Copy the records from the line that contains "Point to every instance of the nose" through the end of the records, keeping the requests. Adjust every coordinate in the answers by -90, and leave the numbers in the requests and their format samples unchanged.

· · · · · · ·

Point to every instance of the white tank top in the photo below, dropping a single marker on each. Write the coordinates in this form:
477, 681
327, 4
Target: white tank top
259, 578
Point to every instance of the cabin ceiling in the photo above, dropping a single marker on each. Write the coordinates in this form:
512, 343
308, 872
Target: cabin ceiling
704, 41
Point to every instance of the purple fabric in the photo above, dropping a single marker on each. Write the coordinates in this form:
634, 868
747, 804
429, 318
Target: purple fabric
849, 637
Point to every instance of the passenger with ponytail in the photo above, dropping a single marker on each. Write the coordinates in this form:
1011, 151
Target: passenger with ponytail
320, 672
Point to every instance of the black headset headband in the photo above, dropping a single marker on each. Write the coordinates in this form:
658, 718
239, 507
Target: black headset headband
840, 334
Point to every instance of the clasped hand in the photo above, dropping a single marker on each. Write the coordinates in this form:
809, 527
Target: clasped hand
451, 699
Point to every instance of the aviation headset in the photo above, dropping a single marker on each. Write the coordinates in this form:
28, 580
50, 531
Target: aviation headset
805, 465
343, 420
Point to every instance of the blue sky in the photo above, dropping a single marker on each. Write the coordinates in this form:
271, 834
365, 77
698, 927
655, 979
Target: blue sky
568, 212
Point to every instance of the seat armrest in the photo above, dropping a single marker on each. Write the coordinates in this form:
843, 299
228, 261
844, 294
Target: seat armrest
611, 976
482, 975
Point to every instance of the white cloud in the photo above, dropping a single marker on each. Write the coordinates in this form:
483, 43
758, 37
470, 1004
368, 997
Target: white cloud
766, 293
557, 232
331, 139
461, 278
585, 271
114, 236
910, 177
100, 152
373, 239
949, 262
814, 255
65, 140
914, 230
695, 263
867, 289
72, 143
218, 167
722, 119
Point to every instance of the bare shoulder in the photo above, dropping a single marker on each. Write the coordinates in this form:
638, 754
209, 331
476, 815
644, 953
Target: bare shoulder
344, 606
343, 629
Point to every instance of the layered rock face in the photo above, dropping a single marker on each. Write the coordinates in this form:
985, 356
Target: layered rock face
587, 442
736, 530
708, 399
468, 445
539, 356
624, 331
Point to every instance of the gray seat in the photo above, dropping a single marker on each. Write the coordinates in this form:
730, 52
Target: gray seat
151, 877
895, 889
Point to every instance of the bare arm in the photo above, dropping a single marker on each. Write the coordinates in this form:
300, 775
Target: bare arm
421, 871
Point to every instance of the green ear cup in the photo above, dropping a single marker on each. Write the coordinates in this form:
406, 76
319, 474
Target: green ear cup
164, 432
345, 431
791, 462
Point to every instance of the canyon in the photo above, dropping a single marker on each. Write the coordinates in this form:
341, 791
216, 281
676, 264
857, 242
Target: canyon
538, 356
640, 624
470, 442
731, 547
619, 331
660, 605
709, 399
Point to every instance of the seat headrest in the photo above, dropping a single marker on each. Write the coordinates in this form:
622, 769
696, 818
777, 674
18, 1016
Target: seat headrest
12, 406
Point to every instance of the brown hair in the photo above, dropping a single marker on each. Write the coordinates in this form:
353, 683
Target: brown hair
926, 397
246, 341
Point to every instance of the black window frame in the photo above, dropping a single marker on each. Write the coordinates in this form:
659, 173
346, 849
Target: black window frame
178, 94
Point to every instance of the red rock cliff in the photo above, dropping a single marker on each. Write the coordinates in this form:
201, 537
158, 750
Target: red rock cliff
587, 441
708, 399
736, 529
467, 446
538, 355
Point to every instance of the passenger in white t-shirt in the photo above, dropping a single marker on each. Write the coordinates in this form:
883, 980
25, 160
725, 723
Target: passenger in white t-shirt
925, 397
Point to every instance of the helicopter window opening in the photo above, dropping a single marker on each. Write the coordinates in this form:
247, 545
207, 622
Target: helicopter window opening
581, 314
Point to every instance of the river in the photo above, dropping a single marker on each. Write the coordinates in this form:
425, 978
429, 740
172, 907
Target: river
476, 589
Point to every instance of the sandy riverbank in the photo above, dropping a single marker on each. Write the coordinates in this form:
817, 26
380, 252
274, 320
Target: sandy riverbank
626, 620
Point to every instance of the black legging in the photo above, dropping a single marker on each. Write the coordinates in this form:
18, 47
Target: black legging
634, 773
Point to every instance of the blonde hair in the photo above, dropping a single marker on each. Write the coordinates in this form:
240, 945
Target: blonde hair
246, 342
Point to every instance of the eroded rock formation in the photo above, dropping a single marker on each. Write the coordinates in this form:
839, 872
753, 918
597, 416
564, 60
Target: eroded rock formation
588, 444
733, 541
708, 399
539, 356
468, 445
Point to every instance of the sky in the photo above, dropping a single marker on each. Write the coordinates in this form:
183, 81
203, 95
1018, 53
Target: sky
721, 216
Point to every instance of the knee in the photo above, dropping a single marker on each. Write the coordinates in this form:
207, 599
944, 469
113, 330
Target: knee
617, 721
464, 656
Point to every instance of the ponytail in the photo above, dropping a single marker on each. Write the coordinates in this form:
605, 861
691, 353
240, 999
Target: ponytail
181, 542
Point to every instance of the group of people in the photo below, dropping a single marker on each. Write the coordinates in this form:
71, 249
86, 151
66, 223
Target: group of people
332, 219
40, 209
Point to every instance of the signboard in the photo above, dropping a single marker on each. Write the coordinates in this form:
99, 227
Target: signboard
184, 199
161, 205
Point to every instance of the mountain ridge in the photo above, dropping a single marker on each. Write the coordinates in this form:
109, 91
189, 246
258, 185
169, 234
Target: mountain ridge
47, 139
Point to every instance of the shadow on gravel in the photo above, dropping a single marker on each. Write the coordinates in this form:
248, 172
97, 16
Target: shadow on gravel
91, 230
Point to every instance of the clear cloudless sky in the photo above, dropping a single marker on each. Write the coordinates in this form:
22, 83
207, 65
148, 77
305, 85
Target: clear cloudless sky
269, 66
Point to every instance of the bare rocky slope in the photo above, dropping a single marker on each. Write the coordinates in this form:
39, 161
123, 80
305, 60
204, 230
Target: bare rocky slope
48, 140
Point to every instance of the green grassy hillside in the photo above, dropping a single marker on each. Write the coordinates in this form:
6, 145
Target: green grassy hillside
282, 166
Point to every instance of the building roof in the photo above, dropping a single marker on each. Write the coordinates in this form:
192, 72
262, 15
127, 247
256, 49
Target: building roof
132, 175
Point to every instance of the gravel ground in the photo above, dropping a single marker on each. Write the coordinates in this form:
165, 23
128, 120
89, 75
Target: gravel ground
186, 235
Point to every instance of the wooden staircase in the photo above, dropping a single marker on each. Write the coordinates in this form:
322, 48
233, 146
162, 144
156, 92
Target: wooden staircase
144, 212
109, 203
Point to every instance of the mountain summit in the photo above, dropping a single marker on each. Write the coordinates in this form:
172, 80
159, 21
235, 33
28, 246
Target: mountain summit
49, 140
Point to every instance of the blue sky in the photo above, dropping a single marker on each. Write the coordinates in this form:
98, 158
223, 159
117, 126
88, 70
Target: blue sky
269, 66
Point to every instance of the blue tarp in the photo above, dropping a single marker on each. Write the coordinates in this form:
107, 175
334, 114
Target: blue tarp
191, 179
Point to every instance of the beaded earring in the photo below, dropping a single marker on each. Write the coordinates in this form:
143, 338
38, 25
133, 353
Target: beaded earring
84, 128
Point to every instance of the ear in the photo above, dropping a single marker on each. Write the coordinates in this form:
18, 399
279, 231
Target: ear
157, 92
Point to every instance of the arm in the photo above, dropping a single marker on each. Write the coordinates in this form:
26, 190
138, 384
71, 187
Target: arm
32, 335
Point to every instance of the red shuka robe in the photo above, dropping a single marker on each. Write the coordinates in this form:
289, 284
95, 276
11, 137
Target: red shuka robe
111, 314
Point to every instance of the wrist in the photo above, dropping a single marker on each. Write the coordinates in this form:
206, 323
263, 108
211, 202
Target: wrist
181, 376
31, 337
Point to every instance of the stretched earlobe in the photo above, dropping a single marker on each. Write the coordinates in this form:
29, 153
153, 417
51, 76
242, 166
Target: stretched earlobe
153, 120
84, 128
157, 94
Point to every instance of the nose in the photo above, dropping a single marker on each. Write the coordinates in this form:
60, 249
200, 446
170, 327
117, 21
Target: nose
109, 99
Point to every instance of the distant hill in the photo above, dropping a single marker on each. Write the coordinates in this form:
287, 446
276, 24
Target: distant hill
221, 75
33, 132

· · · · · · ·

### RESPONSE FOR THIS EXERCISE
Point to every instance of the nose in the photo above, dropping a single marker on each. Write the coordinates in this form:
60, 249
200, 446
170, 327
117, 21
Target: nose
19, 9
Point to every instance of the distant hill in the photo above, dropping a single marker on each. Write the coordinates in this form:
287, 446
276, 24
Target: distant hill
131, -15
-57, 42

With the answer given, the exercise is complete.